• Required work: Scan the records for "chair" and copy each line that contains it.

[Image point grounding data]
- - - - - - -

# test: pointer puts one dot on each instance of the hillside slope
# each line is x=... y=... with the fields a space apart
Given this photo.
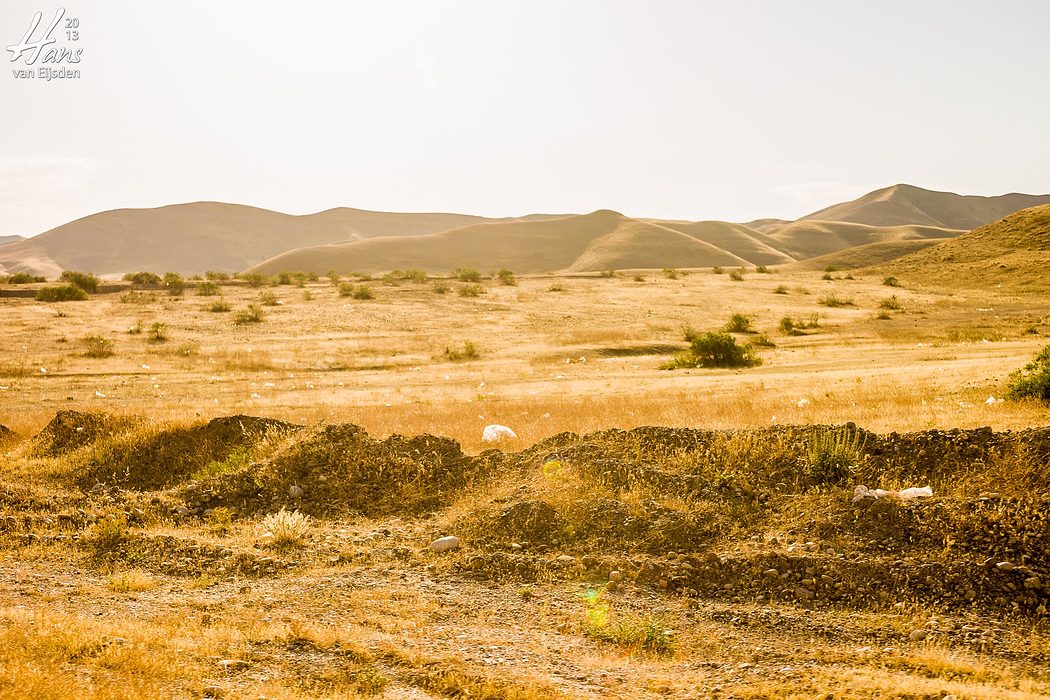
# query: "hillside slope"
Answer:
x=206 y=235
x=906 y=204
x=1012 y=253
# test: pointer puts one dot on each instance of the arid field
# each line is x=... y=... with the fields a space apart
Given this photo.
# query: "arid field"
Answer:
x=650 y=532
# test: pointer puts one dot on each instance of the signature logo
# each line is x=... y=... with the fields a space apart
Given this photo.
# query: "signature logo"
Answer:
x=55 y=55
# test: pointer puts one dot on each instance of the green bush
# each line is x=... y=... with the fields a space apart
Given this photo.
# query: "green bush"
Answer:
x=252 y=314
x=23 y=278
x=84 y=280
x=714 y=349
x=1033 y=380
x=739 y=323
x=63 y=293
x=466 y=274
x=98 y=346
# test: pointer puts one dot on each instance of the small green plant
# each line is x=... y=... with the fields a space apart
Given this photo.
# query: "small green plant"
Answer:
x=142 y=278
x=738 y=323
x=363 y=292
x=833 y=301
x=470 y=290
x=286 y=528
x=254 y=280
x=63 y=293
x=221 y=305
x=84 y=280
x=158 y=333
x=467 y=274
x=174 y=283
x=469 y=352
x=713 y=349
x=833 y=454
x=98 y=346
x=1033 y=380
x=251 y=314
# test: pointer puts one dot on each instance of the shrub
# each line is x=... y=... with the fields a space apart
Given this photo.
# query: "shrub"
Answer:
x=834 y=454
x=469 y=352
x=833 y=301
x=252 y=314
x=98 y=346
x=221 y=305
x=466 y=274
x=254 y=279
x=714 y=349
x=142 y=278
x=23 y=278
x=1033 y=380
x=84 y=280
x=158 y=332
x=469 y=290
x=739 y=323
x=286 y=528
x=63 y=293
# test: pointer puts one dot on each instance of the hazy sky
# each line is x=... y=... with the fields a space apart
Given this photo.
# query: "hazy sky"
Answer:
x=690 y=109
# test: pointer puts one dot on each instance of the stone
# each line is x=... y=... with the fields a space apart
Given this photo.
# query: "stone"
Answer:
x=446 y=544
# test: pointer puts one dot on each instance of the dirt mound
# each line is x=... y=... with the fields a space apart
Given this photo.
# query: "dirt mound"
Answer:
x=163 y=458
x=72 y=429
x=339 y=468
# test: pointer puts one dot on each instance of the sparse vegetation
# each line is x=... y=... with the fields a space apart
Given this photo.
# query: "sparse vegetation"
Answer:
x=98 y=346
x=63 y=293
x=1033 y=380
x=251 y=314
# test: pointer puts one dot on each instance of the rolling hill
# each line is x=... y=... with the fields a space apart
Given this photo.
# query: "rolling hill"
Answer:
x=1012 y=253
x=191 y=238
x=600 y=240
x=205 y=235
x=906 y=204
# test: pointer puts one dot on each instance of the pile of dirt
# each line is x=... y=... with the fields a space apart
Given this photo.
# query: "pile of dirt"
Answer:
x=340 y=469
x=170 y=457
x=72 y=429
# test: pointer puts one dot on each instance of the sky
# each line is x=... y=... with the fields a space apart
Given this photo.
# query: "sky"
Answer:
x=690 y=109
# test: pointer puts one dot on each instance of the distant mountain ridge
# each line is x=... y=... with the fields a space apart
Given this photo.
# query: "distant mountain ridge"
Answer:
x=191 y=238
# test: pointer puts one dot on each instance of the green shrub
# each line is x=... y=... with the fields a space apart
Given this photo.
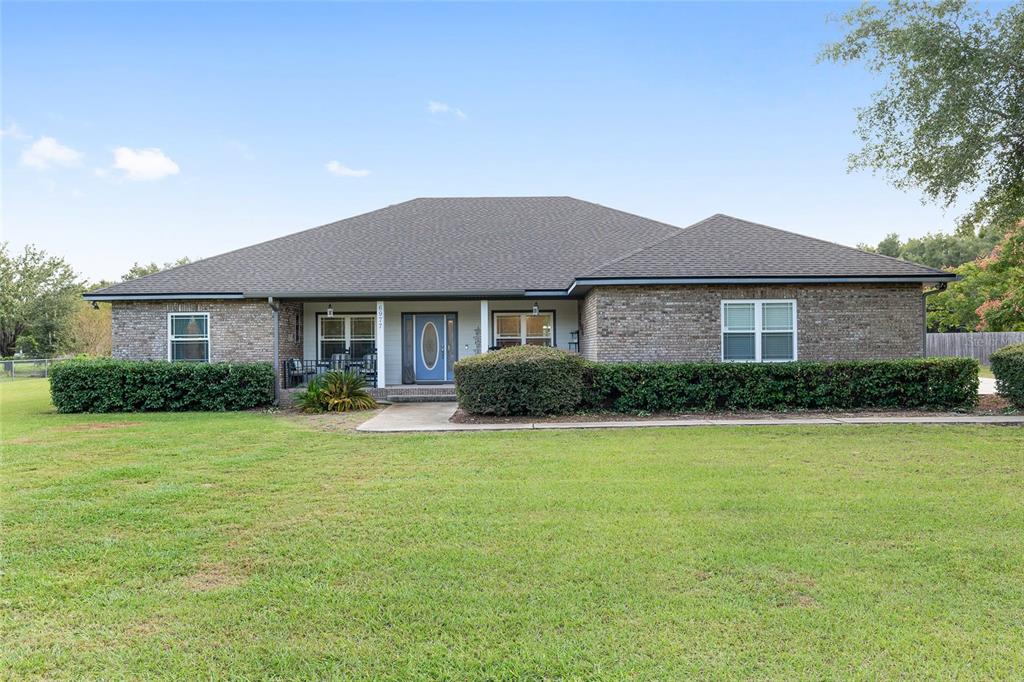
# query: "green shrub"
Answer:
x=1008 y=366
x=937 y=383
x=110 y=385
x=336 y=391
x=520 y=380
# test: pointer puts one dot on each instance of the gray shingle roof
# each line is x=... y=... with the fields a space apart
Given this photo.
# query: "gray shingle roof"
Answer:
x=725 y=247
x=463 y=245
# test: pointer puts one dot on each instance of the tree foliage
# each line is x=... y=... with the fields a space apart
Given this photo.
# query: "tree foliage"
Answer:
x=937 y=249
x=989 y=295
x=38 y=296
x=949 y=120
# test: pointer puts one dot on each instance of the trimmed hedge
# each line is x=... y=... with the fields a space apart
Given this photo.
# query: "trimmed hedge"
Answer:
x=540 y=381
x=937 y=383
x=1008 y=366
x=110 y=385
x=520 y=380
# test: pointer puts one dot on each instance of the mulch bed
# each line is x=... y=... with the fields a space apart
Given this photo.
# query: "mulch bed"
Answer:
x=987 y=406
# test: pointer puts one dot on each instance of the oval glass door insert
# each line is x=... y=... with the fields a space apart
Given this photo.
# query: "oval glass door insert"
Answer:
x=429 y=345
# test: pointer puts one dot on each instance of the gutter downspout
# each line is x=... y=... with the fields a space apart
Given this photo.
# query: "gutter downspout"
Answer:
x=924 y=315
x=275 y=306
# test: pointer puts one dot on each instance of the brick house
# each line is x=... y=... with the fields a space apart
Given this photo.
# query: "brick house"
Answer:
x=403 y=292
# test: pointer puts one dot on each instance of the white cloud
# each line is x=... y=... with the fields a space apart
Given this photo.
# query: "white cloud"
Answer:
x=147 y=164
x=441 y=108
x=13 y=131
x=47 y=152
x=344 y=171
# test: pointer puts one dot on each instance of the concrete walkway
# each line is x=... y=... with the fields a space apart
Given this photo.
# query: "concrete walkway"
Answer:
x=434 y=417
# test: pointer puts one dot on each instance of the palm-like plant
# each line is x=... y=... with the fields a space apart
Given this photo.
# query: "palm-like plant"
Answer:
x=336 y=391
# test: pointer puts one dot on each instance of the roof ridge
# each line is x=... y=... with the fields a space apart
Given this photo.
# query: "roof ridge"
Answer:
x=653 y=244
x=830 y=243
x=251 y=246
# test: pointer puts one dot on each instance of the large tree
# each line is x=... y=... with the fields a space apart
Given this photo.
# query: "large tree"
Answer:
x=949 y=120
x=989 y=294
x=938 y=249
x=38 y=297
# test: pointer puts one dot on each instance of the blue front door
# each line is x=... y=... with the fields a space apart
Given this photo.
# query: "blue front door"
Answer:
x=429 y=348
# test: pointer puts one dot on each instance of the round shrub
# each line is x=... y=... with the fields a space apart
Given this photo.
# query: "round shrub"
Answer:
x=520 y=380
x=1008 y=366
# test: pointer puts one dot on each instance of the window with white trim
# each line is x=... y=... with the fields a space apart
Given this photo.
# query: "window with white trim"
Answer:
x=188 y=337
x=524 y=329
x=759 y=331
x=352 y=334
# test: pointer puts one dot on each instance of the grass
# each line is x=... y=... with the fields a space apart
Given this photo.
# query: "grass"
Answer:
x=253 y=545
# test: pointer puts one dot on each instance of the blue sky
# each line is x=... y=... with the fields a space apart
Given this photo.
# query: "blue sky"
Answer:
x=154 y=131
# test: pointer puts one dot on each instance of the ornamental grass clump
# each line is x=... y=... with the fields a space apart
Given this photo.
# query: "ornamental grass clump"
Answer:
x=336 y=391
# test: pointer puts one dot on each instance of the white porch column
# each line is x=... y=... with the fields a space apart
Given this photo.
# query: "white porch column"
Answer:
x=380 y=344
x=484 y=326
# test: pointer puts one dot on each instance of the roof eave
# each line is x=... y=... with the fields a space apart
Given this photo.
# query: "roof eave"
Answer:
x=583 y=284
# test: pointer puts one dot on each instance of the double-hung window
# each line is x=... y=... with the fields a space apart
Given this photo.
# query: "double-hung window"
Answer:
x=759 y=331
x=188 y=337
x=353 y=334
x=524 y=329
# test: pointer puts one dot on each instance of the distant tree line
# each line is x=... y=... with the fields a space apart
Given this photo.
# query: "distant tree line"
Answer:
x=989 y=295
x=42 y=312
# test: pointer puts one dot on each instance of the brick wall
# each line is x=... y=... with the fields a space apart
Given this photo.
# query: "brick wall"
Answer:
x=290 y=339
x=678 y=324
x=240 y=331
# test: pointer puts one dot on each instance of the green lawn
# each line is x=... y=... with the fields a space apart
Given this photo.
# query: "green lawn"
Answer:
x=253 y=545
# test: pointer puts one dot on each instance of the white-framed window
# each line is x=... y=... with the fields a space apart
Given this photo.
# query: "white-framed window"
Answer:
x=524 y=329
x=759 y=331
x=353 y=334
x=188 y=337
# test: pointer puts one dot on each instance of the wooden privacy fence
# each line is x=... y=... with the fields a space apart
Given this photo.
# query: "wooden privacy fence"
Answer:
x=975 y=344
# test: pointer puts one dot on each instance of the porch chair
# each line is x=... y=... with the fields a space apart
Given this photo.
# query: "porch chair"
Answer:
x=297 y=373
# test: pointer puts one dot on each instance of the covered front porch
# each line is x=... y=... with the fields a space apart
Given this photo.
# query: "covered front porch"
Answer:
x=414 y=343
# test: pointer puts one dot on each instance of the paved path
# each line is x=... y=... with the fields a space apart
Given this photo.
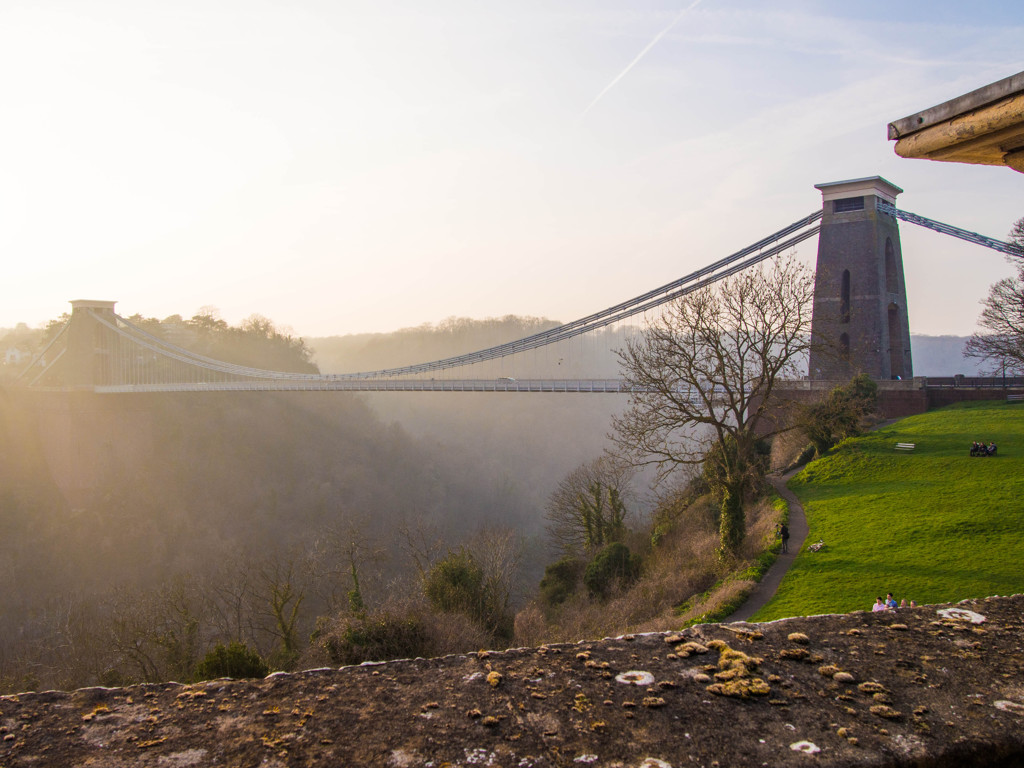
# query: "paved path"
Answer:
x=766 y=588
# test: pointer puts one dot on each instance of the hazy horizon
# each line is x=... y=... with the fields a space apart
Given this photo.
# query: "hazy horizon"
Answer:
x=356 y=168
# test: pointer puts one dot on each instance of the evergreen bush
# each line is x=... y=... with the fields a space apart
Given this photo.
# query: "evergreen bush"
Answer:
x=560 y=580
x=612 y=566
x=236 y=660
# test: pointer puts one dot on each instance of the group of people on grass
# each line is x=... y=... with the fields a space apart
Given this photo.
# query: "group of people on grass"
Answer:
x=890 y=603
x=980 y=449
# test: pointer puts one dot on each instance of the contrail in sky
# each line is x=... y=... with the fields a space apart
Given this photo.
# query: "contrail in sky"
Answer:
x=640 y=55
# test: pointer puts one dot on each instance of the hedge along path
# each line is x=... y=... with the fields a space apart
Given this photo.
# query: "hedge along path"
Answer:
x=933 y=525
x=766 y=588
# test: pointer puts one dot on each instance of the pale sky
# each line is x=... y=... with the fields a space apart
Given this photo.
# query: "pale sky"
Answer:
x=345 y=167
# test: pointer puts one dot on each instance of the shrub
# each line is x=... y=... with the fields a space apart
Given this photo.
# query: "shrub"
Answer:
x=560 y=580
x=379 y=638
x=612 y=566
x=455 y=585
x=236 y=660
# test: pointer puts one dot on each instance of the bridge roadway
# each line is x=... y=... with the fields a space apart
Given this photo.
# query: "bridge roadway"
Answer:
x=504 y=384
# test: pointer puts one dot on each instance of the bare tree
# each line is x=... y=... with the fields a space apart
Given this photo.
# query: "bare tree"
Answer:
x=702 y=379
x=1000 y=343
x=588 y=509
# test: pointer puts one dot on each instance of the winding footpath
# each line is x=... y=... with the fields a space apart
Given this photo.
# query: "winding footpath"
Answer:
x=766 y=588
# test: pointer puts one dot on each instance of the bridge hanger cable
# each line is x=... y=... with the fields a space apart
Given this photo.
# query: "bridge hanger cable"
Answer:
x=36 y=358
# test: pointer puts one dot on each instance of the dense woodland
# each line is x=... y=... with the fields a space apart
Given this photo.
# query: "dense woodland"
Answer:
x=275 y=530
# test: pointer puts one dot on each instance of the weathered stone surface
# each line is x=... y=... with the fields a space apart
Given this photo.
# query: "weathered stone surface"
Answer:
x=947 y=690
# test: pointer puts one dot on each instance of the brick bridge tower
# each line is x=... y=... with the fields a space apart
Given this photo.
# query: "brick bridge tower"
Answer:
x=860 y=322
x=87 y=361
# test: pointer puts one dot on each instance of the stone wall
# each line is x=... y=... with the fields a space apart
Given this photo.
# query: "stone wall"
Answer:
x=927 y=686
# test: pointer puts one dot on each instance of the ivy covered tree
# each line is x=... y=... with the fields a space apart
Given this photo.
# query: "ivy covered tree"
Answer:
x=588 y=509
x=840 y=415
x=1000 y=342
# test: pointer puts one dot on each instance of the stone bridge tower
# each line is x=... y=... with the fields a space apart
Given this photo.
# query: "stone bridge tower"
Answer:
x=860 y=322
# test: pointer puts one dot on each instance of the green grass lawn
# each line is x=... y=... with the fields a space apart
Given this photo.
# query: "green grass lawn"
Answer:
x=935 y=525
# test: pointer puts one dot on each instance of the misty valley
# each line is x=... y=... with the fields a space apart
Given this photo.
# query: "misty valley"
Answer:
x=181 y=536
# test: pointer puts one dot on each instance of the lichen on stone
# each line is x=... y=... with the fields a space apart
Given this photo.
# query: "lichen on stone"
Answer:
x=884 y=711
x=871 y=687
x=635 y=677
x=808 y=748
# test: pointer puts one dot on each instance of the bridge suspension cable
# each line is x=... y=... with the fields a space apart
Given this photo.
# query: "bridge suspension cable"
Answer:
x=172 y=367
x=980 y=240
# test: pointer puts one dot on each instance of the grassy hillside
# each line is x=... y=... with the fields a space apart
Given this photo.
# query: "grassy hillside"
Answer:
x=933 y=525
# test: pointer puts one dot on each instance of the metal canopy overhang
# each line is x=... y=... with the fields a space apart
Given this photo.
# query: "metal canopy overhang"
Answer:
x=983 y=127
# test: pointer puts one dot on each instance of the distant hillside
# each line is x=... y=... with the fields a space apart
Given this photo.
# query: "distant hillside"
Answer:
x=941 y=355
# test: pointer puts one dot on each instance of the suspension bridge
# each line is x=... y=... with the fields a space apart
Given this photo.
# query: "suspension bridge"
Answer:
x=101 y=351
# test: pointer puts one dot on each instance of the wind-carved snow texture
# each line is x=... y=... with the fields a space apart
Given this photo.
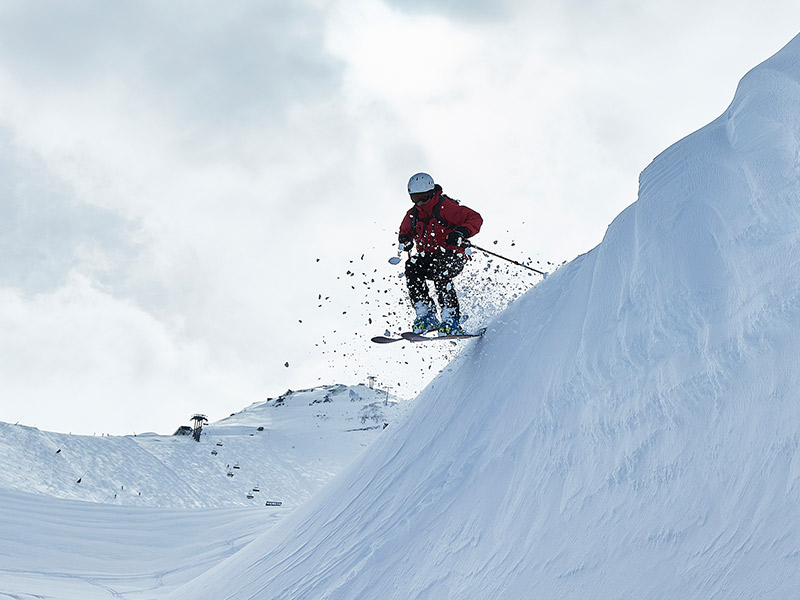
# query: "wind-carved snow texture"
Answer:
x=627 y=429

- - - - - - -

• Solution for this task:
# test: pointer puts one dot on each instance of the porch chair
# query: "porch chair"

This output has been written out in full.